Auf welcher Messe hat Shimano den EP6-Motor laut dem vorgegebenen Text vorgestellt?

> Vorgegebener Text:

....

Florentin Vesenbeckh
· 18.04.2024
Schon zur Eurobike 2022 präsentierte Shimano den neuen EP6-Motor. Zeitgleich mit dem Update des EP8 auf den neuen EP801. Was die beiden neuen E-Bike-Motoren der Japaner wirklich auszeichnet, blieb aber erstmal etwas unklar. Und es dauerte auch eine ganze Weile, bis E-Bikes mit den neuen Antrieben in die Läden rollten. Inzwischen sind sowohl das Topmodell EP801, als auch die günstige Variante EP6 am Markt angekommen. Und wir konnten beide Mittelmotoren in verschiedenen Testbikes ausführlich fahren. Zeit für einen Kassensturz. Sind EP801 und EP6 wirklich spürbar unterschiedlich?

....

> Einträge im Datensatz:

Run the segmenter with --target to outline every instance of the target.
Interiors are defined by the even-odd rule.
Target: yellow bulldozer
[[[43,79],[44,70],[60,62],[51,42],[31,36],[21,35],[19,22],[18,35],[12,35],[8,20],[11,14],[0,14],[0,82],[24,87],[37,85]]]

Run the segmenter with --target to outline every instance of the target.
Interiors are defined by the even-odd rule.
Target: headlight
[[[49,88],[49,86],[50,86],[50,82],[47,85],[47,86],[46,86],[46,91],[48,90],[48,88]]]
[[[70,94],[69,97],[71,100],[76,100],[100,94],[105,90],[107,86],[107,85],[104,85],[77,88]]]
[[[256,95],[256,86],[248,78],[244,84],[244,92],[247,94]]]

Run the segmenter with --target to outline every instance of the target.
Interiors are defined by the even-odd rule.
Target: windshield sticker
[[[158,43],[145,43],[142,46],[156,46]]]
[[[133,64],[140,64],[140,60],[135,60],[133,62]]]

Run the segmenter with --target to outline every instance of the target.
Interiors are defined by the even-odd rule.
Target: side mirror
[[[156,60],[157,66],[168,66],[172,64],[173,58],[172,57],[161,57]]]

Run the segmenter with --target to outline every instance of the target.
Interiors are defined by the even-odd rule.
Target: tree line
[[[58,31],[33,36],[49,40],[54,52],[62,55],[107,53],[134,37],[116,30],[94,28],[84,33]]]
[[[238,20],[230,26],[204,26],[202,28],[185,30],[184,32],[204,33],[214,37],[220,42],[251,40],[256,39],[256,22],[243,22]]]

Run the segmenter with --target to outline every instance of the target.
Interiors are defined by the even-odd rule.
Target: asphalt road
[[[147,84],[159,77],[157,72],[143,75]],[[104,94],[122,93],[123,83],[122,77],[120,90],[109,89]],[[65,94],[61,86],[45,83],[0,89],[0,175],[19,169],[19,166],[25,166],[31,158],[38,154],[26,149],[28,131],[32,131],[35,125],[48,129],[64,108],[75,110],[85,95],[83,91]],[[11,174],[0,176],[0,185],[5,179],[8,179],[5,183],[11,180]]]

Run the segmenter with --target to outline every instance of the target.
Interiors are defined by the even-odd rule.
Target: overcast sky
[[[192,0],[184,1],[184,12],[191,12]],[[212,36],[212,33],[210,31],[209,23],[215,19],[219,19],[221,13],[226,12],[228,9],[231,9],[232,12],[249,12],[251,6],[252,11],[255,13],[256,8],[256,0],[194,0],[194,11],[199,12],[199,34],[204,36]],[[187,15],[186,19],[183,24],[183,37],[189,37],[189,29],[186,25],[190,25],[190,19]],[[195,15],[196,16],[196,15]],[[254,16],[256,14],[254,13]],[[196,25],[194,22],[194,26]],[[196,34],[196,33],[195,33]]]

....

> Fertige Antwort:
Auf der Eurobike 2022.